[Aim of the exercise]
Only the lines from the one containing "Practice task. Find the eucalyptus" through the end of the entries should be repeated, exactly as they appear, first and last included.

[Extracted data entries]
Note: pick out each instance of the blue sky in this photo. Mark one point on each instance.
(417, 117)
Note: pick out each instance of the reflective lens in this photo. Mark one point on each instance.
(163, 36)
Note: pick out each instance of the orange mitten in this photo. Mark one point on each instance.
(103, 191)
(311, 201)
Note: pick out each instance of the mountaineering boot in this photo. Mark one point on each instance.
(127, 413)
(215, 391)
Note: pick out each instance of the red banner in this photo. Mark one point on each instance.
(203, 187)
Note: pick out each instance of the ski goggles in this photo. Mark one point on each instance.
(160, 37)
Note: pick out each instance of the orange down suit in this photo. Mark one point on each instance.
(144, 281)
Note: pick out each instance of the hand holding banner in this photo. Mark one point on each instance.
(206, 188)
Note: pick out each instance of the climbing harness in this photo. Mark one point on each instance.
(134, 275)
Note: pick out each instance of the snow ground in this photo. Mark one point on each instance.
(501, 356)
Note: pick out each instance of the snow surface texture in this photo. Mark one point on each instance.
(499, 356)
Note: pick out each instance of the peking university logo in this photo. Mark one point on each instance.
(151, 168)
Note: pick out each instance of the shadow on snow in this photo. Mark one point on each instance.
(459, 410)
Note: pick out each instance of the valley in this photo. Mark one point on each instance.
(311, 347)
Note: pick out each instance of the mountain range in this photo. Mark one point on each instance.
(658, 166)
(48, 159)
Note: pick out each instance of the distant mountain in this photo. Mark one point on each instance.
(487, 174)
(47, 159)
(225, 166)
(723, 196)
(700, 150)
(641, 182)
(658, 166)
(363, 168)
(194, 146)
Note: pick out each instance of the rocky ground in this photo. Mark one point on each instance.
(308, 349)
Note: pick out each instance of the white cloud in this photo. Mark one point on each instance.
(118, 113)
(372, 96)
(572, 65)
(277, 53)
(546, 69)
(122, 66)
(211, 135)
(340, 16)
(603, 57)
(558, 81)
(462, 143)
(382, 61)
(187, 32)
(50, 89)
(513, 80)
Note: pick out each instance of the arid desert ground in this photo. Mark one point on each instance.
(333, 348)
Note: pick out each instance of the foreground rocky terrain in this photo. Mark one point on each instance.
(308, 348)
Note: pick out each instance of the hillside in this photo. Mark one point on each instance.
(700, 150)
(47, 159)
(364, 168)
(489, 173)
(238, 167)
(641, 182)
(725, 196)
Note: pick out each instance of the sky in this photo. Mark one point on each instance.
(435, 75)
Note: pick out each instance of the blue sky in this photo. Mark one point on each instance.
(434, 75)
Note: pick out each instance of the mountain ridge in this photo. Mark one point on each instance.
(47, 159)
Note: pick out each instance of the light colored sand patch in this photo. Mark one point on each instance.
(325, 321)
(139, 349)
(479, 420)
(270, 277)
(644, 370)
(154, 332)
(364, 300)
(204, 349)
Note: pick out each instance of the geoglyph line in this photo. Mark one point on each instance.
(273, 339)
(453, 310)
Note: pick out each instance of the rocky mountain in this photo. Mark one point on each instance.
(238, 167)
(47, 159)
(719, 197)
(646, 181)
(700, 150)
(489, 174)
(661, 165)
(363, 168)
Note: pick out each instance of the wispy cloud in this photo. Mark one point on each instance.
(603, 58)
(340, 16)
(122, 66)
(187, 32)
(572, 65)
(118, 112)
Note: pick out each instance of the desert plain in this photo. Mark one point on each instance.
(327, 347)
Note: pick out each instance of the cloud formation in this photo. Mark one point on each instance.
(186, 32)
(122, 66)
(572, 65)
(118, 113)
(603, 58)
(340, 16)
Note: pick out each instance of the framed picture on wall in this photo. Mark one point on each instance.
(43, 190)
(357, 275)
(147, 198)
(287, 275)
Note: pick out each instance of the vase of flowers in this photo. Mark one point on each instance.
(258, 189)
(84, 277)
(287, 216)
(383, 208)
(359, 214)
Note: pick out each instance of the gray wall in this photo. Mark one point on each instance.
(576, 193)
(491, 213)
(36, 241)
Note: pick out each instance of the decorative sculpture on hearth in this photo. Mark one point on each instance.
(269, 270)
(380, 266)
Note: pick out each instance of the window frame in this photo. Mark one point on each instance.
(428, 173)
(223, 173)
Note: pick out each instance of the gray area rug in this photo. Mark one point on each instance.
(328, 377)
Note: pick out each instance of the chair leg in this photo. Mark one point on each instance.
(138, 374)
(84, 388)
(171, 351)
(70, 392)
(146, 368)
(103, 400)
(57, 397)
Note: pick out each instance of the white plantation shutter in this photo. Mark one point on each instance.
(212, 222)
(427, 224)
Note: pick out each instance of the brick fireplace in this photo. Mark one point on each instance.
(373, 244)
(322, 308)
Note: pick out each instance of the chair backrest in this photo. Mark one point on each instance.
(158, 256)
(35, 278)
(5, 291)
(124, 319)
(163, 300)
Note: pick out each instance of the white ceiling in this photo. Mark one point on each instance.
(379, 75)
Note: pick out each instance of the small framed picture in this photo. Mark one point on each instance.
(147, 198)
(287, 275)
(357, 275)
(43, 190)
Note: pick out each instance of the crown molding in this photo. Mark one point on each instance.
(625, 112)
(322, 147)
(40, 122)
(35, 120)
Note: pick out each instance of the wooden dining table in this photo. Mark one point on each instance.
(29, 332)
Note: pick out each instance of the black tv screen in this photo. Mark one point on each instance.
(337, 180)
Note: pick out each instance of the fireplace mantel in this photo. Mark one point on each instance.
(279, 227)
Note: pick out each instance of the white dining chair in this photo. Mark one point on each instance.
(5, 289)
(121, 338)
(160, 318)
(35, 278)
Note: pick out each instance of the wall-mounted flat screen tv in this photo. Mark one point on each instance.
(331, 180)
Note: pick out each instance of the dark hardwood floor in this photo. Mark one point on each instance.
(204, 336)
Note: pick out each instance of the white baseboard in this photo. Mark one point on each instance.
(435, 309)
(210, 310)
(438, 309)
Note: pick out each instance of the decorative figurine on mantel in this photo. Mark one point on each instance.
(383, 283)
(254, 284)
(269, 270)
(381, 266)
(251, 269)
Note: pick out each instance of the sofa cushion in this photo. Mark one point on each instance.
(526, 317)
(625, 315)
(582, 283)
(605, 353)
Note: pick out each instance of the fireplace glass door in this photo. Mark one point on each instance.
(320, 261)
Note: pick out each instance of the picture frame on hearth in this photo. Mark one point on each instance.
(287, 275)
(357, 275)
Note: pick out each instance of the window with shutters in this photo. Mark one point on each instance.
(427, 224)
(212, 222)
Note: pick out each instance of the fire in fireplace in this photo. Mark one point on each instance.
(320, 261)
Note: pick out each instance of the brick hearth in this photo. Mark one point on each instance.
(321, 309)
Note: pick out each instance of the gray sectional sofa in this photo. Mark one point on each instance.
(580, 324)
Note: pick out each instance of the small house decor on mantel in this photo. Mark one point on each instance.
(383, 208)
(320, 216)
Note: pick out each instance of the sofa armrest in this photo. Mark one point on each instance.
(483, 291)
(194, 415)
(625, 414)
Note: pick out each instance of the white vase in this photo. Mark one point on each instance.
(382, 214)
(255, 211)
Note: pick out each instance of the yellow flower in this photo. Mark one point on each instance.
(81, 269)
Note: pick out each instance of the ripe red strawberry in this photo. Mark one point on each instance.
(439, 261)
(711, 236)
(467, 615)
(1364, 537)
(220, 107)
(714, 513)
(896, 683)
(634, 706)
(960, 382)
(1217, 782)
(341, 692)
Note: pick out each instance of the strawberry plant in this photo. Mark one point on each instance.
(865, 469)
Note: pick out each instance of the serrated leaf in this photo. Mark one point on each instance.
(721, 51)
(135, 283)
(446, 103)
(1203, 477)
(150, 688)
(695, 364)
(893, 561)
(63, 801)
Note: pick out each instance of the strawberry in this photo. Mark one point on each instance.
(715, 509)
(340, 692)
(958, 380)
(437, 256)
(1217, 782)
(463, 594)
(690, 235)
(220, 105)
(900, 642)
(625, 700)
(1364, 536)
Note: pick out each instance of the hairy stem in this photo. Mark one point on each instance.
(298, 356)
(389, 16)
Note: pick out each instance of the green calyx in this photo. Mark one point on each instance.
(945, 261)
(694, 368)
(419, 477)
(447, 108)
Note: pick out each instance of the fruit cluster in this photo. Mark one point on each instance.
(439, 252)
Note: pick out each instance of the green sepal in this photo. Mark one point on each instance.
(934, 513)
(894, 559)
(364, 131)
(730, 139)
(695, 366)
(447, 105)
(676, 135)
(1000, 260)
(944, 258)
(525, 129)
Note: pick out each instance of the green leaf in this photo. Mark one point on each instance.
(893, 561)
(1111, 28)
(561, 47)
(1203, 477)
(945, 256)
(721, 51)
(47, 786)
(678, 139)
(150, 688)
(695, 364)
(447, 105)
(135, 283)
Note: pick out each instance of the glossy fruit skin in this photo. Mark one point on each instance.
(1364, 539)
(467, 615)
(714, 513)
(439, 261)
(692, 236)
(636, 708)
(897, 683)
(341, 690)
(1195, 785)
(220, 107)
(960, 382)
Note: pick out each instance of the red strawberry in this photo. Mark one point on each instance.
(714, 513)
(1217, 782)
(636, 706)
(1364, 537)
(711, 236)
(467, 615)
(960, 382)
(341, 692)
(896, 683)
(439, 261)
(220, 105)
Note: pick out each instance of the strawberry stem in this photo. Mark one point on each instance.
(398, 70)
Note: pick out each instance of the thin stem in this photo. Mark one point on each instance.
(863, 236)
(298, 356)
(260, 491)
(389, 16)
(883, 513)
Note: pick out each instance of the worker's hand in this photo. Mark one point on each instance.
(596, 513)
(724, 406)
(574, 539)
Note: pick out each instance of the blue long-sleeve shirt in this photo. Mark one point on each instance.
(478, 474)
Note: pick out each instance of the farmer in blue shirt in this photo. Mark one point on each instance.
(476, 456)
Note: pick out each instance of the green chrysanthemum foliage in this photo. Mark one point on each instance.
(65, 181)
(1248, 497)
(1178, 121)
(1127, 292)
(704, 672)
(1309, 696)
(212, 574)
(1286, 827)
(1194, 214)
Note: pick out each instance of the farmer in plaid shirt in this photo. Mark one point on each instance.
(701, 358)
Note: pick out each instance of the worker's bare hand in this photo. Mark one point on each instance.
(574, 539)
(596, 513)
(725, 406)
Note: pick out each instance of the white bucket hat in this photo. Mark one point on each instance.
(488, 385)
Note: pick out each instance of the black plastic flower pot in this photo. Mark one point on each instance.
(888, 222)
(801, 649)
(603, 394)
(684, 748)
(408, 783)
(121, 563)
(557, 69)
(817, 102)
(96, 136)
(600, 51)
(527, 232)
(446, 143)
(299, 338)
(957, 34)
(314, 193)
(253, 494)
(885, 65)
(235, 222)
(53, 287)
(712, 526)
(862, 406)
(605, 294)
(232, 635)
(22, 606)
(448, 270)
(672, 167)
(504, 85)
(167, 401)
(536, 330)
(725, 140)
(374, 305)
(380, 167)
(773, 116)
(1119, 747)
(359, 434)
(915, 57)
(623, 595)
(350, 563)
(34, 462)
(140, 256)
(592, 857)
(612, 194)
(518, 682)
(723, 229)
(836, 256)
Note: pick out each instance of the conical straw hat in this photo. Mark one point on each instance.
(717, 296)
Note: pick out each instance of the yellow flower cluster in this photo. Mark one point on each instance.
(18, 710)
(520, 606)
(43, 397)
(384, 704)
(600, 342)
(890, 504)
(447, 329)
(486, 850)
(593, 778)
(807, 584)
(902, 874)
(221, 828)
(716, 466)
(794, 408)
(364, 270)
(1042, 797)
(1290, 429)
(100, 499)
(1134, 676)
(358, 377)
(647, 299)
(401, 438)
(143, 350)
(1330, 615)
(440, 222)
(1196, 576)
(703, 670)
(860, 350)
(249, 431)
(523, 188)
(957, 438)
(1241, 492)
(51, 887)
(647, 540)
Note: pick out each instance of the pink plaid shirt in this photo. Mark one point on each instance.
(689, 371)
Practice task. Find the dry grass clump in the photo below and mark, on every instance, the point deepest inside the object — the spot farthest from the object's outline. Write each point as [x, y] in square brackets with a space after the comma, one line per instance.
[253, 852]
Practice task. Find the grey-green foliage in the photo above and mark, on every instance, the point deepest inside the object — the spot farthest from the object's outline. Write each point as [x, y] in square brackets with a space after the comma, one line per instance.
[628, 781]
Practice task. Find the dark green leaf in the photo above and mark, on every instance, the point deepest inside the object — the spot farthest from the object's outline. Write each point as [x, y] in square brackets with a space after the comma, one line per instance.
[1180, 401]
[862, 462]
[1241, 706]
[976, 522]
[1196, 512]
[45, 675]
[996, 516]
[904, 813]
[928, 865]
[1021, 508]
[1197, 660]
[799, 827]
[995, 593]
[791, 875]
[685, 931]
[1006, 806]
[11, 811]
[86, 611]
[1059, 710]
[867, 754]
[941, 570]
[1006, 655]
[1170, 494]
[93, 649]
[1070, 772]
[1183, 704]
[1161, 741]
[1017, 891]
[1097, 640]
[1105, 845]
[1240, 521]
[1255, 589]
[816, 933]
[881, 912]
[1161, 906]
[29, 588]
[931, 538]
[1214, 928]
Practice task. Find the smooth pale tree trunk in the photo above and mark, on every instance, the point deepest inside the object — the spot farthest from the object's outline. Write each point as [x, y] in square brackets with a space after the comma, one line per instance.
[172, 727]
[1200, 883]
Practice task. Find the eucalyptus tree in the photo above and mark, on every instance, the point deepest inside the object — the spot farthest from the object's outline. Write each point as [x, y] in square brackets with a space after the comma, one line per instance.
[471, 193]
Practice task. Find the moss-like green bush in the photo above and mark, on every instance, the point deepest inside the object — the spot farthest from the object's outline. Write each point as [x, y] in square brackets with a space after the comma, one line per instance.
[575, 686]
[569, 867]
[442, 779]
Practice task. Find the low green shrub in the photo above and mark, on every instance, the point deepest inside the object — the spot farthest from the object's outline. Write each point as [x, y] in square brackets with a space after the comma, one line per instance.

[Response to the exercise]
Practice task. Find the eucalyptus tree in the photo above and mark, on every instance, the point deepest inside the object — the spot farthest from the object's outline. Write each point as [x, y] in square brackets with a space after the comma, one line per instance.
[471, 193]
Practice task. Find the moss-like green bush in the photo above and mark, on every instance, the point deepest inside the object — the spot farthest from the object's outline. Write each point as [x, y] in square brackets with a space after the comma, one line per instance.
[575, 686]
[569, 867]
[442, 779]
Practice task. Find the low green shrub in the photo above and mark, on every instance, the point deepest inside the object — the spot farthest from the object's outline. Write each point as [x, y] in square brackets with a space after the comma, one line per instance.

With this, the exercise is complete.